▶ _What is asked_:
1) Retype the stretch of the passage on Jerusalem from "After 40 years, the" through "the Zionist entity." word for word.
2) Carry the passage on Jerusalem forward from its last sentence, keeping its argument and tone.

The public debate surrounding the razing
of the family homes of the two murderers is distracting attention from
a much more serious issue. The question is not why the families of
Jerusalemite terrorists should be treated in a way that is different
from that which Israel has shown families of terrorists from the West
Bank. The question needs to be whether there is genuine justification
for treating them differently. Is there really any difference between
those who received blue (Israeli) identity cards, and the residents of
the West Bank? Did the National Insurance payments on the one hand, and
the supervision over Palestinian immigration on the other, actually
alter the aspirations of Jerusalem's Arabs, or did the policy of
"unifying Jerusalem" fail?
After 40 years, the time has come
for politicians to understand that destroying more Arab homes and
building more houses for Jews will not transform Jerusalem into a more
united city. In Jerusalem, like any locale situated between the sea and
the Jordan River, a binational reality exists, in which one ethnic
group rules by force over another ethnic group. Historically, Israel's
governments have treated Jerusalem's Arabs as hostile surplus. The
policy of "enlightened occupation" was adopted in their case, even
though it has been proven bankrupt in the rest of the territories, and
these people were expected to appreciate this and become loyal
residents of the Zionist entity.

▶ _Information provided_:

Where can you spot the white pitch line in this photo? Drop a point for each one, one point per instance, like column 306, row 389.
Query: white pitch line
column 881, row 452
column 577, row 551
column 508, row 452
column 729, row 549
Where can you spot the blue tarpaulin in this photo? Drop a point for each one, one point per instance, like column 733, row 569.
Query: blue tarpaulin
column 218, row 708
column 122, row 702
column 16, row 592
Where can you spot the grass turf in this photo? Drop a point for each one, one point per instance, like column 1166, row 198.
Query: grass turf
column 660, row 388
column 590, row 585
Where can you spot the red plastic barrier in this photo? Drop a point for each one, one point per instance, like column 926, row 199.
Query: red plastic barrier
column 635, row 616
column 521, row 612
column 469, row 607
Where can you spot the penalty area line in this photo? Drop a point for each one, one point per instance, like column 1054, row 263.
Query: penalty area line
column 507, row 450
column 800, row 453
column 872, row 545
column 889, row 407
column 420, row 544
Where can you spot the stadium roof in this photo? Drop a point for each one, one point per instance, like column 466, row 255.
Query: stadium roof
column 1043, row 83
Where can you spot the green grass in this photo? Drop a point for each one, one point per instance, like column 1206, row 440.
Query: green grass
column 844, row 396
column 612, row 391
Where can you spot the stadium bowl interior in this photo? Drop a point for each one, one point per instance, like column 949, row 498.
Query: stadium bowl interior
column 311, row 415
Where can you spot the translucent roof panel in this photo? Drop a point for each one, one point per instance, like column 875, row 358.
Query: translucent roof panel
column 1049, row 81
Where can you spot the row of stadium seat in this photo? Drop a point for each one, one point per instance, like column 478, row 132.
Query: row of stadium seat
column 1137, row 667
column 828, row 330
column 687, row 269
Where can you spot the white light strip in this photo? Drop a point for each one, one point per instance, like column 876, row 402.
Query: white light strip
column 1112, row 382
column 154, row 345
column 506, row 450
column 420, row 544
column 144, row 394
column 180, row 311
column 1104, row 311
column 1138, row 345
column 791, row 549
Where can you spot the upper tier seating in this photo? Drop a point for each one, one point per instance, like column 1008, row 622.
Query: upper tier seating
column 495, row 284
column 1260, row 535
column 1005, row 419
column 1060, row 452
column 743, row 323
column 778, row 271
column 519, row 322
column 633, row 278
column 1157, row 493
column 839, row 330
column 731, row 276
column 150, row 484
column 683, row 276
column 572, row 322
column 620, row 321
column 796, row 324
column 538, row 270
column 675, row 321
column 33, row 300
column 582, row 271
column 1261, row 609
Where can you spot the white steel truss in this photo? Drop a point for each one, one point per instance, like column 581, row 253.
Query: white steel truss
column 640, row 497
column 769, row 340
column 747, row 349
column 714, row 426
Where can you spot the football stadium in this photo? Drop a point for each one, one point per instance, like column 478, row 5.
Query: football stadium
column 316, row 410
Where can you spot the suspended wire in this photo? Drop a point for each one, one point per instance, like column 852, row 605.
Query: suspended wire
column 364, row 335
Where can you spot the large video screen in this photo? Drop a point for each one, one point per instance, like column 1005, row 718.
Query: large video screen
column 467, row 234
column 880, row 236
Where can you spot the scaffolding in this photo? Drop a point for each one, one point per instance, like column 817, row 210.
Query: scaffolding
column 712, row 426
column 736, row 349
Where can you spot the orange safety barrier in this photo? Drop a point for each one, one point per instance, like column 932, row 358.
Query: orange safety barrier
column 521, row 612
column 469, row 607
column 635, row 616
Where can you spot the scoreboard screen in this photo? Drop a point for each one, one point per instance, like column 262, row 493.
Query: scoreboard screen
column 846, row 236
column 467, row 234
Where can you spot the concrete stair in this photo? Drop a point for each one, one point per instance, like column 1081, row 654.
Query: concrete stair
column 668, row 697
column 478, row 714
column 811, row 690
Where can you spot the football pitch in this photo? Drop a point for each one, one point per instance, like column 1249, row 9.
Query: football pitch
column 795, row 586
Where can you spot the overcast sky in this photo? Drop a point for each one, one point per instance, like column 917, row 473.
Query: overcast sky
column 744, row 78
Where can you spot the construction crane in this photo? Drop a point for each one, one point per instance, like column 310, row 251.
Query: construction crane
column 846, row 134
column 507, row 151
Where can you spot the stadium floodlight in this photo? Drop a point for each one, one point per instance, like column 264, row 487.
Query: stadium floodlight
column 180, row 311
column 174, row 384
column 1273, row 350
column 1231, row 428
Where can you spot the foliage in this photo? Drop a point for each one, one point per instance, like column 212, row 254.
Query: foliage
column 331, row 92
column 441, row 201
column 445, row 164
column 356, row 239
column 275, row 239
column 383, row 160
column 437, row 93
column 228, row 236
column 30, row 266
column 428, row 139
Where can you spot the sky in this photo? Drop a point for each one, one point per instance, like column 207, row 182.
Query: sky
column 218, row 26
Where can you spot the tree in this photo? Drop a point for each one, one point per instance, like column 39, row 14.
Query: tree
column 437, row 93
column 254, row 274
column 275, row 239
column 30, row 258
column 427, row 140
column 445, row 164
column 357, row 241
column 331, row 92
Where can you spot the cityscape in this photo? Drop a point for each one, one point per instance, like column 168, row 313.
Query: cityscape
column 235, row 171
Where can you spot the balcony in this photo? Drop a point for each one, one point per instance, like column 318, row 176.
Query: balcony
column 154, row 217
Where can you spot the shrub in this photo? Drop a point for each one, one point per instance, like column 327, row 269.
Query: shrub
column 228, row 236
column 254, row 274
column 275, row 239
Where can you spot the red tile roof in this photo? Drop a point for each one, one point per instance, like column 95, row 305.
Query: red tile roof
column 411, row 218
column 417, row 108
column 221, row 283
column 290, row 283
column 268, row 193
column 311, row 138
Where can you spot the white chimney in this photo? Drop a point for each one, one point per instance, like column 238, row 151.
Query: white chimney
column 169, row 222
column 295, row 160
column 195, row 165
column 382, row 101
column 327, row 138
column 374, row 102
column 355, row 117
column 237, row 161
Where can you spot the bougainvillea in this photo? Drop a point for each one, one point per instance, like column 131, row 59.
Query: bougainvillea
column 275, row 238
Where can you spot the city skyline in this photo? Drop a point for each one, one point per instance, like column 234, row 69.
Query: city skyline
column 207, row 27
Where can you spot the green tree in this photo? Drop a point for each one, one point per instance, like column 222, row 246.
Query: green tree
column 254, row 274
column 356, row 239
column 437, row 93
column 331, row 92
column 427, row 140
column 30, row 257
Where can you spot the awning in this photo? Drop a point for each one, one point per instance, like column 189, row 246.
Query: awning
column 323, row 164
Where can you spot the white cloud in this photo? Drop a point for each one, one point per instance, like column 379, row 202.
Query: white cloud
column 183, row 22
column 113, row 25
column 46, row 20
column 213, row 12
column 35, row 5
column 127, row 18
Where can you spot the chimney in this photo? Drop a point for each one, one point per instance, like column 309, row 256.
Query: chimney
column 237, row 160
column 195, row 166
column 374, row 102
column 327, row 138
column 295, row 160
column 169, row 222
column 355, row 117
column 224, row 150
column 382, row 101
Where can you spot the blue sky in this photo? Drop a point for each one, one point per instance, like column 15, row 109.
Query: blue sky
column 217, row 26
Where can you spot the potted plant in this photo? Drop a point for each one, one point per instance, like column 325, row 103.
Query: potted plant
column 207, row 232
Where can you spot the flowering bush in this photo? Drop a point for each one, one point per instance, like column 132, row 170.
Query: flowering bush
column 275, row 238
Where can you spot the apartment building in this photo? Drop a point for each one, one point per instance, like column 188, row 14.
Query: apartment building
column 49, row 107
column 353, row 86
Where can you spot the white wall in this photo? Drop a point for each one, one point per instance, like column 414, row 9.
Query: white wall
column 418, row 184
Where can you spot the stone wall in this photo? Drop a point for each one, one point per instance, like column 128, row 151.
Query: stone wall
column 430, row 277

▶ _Answers for the exercise_:
1)
After 40 years, the time has come
for politicians to understand that destroying more Arab homes and
building more houses for Jews will not transform Jerusalem into a more
united city. In Jerusalem, like any locale situated between the sea and
the Jordan River, a binational reality exists, in which one ethnic
group rules by force over another ethnic group. Historically, Israel's
governments have treated Jerusalem's Arabs as hostile surplus. The
policy of "enlightened occupation" was adopted in their case, even
though it has been proven bankrupt in the rest of the territories, and
these people were expected to appreciate this and become loyal
residents of the Zionist entity.

2)
Many years ago, a U.S.
diplomat who served in Jerusalem said the following about the Arabs of
the city: "You will not be able to break them or buy them."
Razing
two homes in Jerusalem will destroy yet another superficial division
between Palestinians and Palestinians. Perhaps this will help us
understand that an accord in the West Bank, without a solution in
Jerusalem, is a dangerous illusion.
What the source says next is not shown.